- _TEXT BLOCK_
Best of this week in our opinion pages: from community-based solutions for fighting terrorism to the Bank of England’s dilemmas
As talks of a definitive lifting of Covid-19 restrictions intensify, workers are coming back to their offices in flocks, bringing liveliness back into the Square Mile. Richard Kauntze wrote about an often overlooked aspect of the City’s inner workings: the unofficial economy of gossip. The City has long thrived on whispered tittle-tattle, which plays a special role in brokering deals and getting useful information out. When gossip is back, you know the City is alive again.
The more street-savvy among the senior executives will be well aware of the financial value of gossip, a commodity which is not bought or sold but bartered.
Richard Kauntze
Last month’s Texas hostage crisis shed a light on the inescapable truth that terrorism and hatred are still very present in our societies. Richard Ottoway turned to the UK’s counter terrorism strategy to look at what worked and what didn’t in the past two decades. Deradicalisation works if it is relatable, if it speaks to the people it is trying to reach. That’s why it should be implemented at the grassroot level, through civic organisations who address the root causes of this very scary, and very real, phenomenon.

- _PROBLEMS AND TASKS_
a. Quote everything in the opinion-pages roundup from "The more street-savvy" down to "very real, phenomenon.".
b. Write a continuation of the weekly opinion-pages roundup, picking up after its final sentence.
The listing that follows plays no part in the work here.

- _RECORDED DATA_
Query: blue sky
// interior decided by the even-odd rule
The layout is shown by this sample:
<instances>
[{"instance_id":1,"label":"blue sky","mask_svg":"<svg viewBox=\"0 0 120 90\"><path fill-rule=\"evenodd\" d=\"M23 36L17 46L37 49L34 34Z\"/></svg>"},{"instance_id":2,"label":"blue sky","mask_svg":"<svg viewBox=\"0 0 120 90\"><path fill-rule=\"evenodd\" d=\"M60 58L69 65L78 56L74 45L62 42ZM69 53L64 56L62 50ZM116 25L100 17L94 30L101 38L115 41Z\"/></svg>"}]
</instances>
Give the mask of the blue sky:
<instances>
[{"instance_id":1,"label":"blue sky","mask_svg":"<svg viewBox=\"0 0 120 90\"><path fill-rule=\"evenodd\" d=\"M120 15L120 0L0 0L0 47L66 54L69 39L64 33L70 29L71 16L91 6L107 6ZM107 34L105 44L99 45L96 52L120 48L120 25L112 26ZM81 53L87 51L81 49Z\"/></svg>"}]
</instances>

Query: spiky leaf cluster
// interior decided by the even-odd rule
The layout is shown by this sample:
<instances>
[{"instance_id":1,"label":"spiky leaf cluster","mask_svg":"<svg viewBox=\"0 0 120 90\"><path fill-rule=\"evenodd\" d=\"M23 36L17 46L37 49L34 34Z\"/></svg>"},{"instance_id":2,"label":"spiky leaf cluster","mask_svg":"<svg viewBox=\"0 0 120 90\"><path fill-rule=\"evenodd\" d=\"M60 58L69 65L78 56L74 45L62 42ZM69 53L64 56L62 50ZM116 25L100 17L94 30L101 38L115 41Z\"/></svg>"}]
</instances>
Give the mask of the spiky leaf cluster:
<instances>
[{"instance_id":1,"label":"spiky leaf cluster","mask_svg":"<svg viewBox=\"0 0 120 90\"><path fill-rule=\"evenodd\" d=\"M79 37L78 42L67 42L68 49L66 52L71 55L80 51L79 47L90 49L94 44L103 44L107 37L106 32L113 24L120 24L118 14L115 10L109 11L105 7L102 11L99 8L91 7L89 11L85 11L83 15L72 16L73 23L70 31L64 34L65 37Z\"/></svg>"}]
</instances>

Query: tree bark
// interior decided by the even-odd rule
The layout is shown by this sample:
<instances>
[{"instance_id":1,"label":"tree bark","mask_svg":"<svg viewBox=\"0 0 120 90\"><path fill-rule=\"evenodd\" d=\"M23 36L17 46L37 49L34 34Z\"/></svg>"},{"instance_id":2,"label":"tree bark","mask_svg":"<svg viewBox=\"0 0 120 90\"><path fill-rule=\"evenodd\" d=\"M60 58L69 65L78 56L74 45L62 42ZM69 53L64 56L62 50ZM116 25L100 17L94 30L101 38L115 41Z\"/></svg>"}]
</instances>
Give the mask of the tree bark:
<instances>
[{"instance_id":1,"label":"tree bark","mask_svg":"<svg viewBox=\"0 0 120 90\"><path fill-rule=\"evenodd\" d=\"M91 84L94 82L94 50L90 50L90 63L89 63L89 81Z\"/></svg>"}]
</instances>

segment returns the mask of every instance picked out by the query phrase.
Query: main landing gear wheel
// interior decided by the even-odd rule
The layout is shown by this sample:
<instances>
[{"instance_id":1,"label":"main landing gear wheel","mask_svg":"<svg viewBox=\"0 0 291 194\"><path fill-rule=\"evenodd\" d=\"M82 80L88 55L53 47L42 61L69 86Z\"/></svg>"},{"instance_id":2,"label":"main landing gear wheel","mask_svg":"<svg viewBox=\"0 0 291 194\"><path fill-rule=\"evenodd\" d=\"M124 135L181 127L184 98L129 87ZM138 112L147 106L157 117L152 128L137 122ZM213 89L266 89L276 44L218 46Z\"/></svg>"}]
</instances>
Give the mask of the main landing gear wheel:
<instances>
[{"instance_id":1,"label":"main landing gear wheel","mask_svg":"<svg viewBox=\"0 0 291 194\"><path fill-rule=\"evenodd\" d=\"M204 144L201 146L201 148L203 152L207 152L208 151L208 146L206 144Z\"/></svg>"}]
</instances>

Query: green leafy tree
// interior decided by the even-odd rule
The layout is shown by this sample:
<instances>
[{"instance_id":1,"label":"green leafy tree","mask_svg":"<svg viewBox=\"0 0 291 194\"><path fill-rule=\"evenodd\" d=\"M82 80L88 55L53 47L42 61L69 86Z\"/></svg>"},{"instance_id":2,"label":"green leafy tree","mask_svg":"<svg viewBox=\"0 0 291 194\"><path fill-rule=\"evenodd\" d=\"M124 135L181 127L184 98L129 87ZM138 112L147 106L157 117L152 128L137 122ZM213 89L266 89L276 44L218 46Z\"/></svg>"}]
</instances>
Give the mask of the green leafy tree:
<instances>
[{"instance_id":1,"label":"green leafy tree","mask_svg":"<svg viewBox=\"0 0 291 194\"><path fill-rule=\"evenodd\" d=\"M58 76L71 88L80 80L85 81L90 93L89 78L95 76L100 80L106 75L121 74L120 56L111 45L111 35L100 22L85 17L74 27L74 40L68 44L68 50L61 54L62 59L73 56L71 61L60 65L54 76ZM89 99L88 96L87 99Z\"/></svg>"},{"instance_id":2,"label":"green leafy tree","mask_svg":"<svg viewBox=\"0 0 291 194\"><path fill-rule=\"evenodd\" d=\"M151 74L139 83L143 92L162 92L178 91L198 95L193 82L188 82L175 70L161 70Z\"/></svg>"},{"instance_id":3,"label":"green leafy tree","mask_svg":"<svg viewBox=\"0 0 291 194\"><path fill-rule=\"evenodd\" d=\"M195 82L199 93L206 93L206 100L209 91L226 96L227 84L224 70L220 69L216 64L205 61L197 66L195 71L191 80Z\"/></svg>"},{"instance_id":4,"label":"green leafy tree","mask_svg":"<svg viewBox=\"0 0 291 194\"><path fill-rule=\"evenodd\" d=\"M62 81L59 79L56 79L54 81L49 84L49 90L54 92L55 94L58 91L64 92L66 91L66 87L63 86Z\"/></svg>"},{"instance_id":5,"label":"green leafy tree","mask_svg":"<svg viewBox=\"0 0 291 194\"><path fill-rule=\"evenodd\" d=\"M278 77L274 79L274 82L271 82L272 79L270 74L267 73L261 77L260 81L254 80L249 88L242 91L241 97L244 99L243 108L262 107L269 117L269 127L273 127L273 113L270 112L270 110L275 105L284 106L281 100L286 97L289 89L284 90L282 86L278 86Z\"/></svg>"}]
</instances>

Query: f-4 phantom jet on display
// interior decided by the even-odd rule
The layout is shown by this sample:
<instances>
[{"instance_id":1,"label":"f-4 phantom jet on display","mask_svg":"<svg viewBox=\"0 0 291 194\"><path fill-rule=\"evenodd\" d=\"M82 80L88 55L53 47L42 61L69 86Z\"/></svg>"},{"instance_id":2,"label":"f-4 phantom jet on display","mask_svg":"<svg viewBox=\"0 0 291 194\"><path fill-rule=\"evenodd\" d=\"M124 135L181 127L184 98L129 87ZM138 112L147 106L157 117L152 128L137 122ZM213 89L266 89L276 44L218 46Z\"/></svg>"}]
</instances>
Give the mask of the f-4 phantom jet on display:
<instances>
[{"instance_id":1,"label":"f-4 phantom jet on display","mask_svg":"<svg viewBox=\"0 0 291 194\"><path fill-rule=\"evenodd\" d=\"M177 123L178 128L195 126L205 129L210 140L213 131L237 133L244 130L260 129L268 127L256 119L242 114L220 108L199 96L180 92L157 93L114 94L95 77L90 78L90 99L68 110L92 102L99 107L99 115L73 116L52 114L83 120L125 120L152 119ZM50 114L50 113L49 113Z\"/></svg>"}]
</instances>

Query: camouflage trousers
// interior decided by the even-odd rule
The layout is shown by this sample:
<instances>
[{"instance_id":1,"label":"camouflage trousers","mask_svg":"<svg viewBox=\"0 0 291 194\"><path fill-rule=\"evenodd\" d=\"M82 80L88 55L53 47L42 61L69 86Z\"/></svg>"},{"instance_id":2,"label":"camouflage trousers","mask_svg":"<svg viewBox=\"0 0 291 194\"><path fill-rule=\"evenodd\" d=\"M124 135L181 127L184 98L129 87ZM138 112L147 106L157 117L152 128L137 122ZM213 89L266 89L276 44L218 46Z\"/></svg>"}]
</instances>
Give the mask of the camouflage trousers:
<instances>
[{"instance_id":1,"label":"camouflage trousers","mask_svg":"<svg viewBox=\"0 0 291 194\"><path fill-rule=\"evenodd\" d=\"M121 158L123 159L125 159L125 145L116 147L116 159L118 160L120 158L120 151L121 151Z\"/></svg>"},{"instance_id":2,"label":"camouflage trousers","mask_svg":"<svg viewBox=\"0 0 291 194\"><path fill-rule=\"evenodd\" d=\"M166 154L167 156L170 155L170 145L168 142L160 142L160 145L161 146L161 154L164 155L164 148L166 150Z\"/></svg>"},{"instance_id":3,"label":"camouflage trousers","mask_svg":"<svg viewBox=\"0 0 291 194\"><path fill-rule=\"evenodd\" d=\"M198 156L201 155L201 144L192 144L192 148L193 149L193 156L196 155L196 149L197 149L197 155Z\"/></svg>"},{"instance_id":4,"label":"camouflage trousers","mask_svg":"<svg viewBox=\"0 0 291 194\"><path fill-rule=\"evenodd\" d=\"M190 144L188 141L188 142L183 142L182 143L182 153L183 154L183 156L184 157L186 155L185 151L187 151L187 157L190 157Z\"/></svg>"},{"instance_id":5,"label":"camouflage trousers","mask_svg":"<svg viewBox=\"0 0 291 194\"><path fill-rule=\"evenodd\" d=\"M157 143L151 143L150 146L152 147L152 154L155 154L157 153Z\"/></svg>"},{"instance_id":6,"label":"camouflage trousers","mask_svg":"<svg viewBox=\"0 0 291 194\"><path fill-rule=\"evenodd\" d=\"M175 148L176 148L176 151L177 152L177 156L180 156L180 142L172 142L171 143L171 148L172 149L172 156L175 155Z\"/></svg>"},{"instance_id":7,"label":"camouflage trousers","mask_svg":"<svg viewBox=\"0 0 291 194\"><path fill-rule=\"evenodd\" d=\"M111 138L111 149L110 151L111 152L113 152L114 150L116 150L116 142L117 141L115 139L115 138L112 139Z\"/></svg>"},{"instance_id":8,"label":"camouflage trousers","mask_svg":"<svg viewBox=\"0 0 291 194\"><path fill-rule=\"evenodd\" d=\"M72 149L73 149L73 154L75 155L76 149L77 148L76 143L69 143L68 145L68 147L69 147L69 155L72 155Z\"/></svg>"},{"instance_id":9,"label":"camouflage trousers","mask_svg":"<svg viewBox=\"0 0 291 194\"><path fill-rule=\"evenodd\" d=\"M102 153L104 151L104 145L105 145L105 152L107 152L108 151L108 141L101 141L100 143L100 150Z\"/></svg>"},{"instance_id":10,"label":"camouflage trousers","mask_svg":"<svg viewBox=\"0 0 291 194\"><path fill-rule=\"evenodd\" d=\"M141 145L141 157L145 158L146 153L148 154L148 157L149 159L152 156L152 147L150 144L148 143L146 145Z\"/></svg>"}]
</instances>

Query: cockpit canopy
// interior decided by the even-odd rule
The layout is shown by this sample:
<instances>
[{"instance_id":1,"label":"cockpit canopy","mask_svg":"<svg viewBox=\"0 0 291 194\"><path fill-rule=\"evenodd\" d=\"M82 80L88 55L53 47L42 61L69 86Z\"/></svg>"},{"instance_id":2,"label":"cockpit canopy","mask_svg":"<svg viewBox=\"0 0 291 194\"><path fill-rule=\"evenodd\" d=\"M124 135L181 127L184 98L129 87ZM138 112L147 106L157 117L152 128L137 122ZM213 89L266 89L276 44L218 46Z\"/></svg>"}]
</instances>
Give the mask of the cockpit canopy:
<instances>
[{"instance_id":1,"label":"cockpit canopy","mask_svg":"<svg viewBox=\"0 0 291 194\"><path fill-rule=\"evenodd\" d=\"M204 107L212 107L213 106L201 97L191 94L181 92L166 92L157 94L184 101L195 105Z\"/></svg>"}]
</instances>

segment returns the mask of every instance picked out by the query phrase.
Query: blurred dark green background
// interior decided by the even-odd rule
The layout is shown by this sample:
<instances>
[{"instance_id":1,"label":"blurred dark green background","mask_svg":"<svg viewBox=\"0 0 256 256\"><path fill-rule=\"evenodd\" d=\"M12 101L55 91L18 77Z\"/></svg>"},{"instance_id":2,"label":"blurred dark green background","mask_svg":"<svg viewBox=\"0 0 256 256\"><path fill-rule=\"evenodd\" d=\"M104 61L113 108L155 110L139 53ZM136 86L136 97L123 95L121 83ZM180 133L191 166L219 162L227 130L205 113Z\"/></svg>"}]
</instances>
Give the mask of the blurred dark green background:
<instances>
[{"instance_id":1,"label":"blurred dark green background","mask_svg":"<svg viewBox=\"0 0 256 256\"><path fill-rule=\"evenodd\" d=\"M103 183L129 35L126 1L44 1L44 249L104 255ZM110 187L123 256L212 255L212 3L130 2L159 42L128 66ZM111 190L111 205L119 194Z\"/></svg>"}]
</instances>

- _YOUR RESPONSES_
a.
The more street-savvy among the senior executives will be well aware of the financial value of gossip, a commodity which is not bought or sold but bartered.
Richard Kauntze
Last month’s Texas hostage crisis shed a light on the inescapable truth that terrorism and hatred are still very present in our societies. Richard Ottoway turned to the UK’s counter terrorism strategy to look at what worked and what didn’t in the past two decades. Deradicalisation works if it is relatable, if it speaks to the people it is trying to reach. That’s why it should be implemented at the grassroot level, through civic organisations who address the root causes of this very scary, and very real, phenomenon.

b.
More than a decade ago, when I chaired the Foreign Affairs Select Committee, our enquiry into Afghanistan argued that military solutions had distinct limitations. We recommended more community engagement to bring about peace and end radicalisation. Today, it may seem that report did not go far enough.
Richard Ottoway
This week, inflation has been front and centre. On Thursday, City A.M.’s Economics and market reporter Jack Barnett looked at the Governor of the Bank of England Andrew Bailey’s message on inflation, arguing that his tone lacked nuance. Bailey has asked workers to temper pay demands to tame inflation. This is a lot to ask from a drained workforce, worried about an imminent cost of living crisis. Perhaps things would look different had the Bank launched the rate hike cycle earlier.
It is all about influencing expectations by sending the message that monetary policy will stay loose. Governor of the Bank of England Andrew Bailey’s message to workers to temper pay demands will probably have the opposite effect.
Jack Barnett
A City veteran, Guy Hands wrote about mental health in the Square Mile and in our National Health Service. Hands reflected on his own experience of struggling with mental health while working in the City. Although attitudes have shifted, we still consider psychological wellbeing less important than physical health, and this is reflected in the NHS. Our health system needs much more funding and resources to deal with something that’s only become more prevalent during the pandemic.
I felt it would be weak even to consider getting help. I was wrong.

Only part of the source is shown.